§ Description of the task
In the lines below, output everything from the first line through the line containing "Identify the line" exactly as it is. Pictures are not part of the output.

§ Provided material

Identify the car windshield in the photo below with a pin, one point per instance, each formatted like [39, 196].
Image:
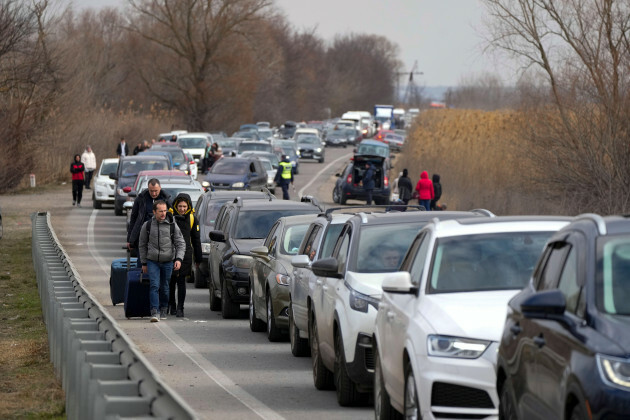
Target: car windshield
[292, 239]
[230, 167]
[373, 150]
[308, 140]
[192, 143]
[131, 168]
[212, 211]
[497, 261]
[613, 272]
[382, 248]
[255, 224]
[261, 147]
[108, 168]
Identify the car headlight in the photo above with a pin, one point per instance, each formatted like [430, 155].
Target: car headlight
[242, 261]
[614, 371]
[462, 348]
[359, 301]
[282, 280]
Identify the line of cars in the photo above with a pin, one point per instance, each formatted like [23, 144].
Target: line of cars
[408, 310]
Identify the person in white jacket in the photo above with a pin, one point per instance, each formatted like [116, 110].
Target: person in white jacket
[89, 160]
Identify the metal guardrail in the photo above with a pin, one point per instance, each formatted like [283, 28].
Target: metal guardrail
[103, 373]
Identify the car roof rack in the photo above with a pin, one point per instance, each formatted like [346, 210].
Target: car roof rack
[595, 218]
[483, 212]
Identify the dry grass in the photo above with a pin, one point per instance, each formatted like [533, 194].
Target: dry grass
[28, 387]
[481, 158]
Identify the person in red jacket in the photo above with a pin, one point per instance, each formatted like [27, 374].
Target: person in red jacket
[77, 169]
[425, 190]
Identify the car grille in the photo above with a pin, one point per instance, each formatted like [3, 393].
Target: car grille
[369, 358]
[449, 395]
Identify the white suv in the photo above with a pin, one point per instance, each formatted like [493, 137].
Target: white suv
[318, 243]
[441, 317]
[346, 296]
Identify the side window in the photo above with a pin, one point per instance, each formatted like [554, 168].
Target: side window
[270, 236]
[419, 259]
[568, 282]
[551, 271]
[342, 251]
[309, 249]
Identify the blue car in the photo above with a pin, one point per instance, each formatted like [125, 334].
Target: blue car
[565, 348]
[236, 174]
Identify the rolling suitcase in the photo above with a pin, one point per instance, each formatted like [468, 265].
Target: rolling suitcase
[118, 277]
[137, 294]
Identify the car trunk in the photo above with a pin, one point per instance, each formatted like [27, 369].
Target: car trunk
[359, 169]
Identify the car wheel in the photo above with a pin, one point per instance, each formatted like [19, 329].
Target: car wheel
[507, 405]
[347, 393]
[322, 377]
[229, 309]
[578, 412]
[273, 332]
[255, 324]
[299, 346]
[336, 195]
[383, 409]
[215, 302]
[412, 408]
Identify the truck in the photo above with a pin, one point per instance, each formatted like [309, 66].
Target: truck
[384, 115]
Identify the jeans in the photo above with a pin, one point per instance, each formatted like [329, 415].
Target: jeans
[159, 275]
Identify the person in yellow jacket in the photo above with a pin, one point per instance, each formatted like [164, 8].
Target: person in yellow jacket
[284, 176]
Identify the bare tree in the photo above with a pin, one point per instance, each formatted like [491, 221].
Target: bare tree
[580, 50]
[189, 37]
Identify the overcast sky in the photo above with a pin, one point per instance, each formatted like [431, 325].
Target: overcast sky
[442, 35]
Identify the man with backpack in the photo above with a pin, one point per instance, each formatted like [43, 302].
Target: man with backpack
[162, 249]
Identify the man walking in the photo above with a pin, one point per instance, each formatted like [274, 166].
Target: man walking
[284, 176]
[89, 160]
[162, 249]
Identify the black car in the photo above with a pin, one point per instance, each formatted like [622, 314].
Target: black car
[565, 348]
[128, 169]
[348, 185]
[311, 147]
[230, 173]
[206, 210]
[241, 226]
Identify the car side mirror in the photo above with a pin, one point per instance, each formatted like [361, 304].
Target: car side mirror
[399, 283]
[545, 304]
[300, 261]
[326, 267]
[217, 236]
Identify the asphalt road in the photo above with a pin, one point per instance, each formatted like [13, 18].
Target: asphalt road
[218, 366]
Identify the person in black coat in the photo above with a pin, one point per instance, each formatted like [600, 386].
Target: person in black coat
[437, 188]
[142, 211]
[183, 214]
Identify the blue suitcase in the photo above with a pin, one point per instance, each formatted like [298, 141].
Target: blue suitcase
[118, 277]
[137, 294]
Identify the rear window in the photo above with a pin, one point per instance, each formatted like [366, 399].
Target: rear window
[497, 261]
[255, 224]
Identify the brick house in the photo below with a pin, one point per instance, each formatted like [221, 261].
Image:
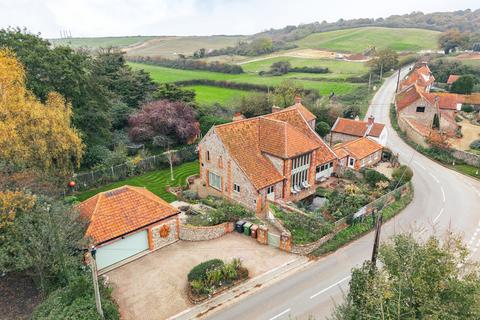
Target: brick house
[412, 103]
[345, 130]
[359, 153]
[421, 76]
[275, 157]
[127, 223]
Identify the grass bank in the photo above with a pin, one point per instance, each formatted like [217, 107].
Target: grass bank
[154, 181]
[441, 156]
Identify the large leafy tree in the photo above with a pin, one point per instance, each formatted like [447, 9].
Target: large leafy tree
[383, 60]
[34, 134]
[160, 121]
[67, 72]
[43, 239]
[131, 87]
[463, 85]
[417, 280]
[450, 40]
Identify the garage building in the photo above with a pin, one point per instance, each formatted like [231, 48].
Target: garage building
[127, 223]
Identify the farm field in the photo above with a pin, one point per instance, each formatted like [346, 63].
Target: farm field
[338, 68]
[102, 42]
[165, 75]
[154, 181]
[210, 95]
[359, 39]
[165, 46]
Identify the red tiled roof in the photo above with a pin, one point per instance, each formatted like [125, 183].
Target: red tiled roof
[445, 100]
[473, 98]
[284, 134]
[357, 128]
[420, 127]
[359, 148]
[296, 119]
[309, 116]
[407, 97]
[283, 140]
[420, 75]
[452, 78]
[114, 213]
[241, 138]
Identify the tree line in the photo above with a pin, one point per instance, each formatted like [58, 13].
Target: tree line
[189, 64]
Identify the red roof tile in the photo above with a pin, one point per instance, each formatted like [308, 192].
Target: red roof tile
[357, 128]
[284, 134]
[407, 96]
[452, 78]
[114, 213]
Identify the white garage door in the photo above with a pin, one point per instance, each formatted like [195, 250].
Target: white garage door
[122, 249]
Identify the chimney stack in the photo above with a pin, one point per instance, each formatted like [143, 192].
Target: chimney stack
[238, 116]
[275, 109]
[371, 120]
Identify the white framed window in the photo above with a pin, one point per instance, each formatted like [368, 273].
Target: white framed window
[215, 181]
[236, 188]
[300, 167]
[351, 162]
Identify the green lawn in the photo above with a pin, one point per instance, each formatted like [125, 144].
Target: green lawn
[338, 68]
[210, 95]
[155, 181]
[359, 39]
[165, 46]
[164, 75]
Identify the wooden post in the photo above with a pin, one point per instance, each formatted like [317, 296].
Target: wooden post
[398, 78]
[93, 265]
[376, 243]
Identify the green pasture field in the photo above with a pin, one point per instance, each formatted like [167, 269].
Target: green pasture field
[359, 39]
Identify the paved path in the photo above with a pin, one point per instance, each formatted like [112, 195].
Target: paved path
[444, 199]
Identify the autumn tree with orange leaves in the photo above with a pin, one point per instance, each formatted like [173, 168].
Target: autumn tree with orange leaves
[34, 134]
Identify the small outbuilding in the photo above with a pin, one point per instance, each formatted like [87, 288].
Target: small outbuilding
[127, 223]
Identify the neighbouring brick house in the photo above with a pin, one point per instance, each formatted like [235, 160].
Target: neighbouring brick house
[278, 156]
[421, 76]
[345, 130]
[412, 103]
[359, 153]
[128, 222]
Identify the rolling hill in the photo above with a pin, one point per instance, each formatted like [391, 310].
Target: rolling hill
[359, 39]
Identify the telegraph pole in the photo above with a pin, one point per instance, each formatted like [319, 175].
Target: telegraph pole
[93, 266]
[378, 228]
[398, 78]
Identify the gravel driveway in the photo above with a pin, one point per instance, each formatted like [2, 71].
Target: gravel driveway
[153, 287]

§ Task answer
Identify the car windshield in the photo below with a pin, one point per instance, each formatted like [39, 196].
Image:
Target: car windshield
[292, 239]
[230, 167]
[373, 150]
[308, 140]
[192, 143]
[131, 168]
[212, 211]
[497, 261]
[613, 272]
[382, 248]
[255, 224]
[261, 147]
[108, 168]
Identify the car headlight in the photo above with a pin, one point per instance, each formatted like [430, 155].
Target: car headlight
[242, 261]
[614, 371]
[462, 348]
[359, 301]
[282, 280]
Identify the line of cars in the photo above with a pin, one point per instance, each formatted like [23, 144].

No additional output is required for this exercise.